## ESTRATTO PAGINA
L’ex magistrato antimafia Giuseppe Ayala, stretto collaboratore di Falcone e Borsellino, è stato invitato dal laboratorio politico-culturale San Salvo Democratica, per presentare il suo libro “Troppe coincidenze”. Un appuntamento che ha visto la presenza del direttore del quotidiano Il Centro, Mauro Tedeschini, e di molti cittadini. Lo abbiamo incontrato prima dell’incontro alla Porta della Terra.
Troppe coincidenze. Cosa l’ha portata a scrivere questo libro, perchè ha sentito il bisogno di raccontare tutto questo?
A un certo punto della mia vita, quando ho finito l’esperienza parlamentare, che è stata anche abbastanza lunga, mi sono reso conto con serenità di aver avuto, molto al di là dei miei meriti, a disposizione degli osservatori privilegiati. Negli anni ’80 la Procura della Repubblica di Palermo era un osservatorio privilegiato. con tutto quello che lì è stato fatto, con gran merito dei giudici istruttori e in parte anche di chi come me era pubblico ministero. I risultati sono straordinari: noi abbiamo scoperto la mafia. Fino a poco tempo prima non se ne sapeva niente, qualcuno addirittura si chiedeva “ma siamo sicuri che esiste la mafia?”.

## COMPITO RICHIESTO
Dall'intervista a Giuseppe Ayala, riporta il passo che comincia con "L’ex magistrato antimafia" e termina con "raccontare tutto questo?", rinominando "Porta della Terra" in "Torre Civica".

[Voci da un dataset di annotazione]
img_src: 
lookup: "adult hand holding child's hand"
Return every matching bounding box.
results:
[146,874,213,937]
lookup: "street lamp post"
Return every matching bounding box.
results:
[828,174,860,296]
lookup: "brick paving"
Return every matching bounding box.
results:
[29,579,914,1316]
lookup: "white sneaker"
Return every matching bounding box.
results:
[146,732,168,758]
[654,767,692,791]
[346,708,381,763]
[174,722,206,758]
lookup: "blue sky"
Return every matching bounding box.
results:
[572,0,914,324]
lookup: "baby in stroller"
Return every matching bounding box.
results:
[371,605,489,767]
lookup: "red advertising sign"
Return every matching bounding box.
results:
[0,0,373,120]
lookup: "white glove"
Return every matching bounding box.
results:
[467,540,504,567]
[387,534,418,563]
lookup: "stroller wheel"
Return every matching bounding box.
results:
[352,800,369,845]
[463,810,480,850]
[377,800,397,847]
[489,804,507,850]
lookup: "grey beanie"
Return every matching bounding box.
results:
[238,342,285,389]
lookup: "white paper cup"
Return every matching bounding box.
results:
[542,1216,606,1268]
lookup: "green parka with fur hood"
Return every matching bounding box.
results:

## RISULTATO ESERCIZIO
L’ex magistrato antimafia Giuseppe Ayala, stretto collaboratore di Falcone e Borsellino, è stato invitato dal laboratorio politico-culturale San Salvo Democratica, per presentare il suo libro “Troppe coincidenze”. Un appuntamento che ha visto la presenza del direttore del quotidiano Il Centro, Mauro Tedeschini, e di molti cittadini. Lo abbiamo incontrato prima dell’incontro alla Torre Civica.
Troppe coincidenze. Cosa l’ha portata a scrivere questo libro, perchè ha sentito il bisogno di raccontare tutto questo?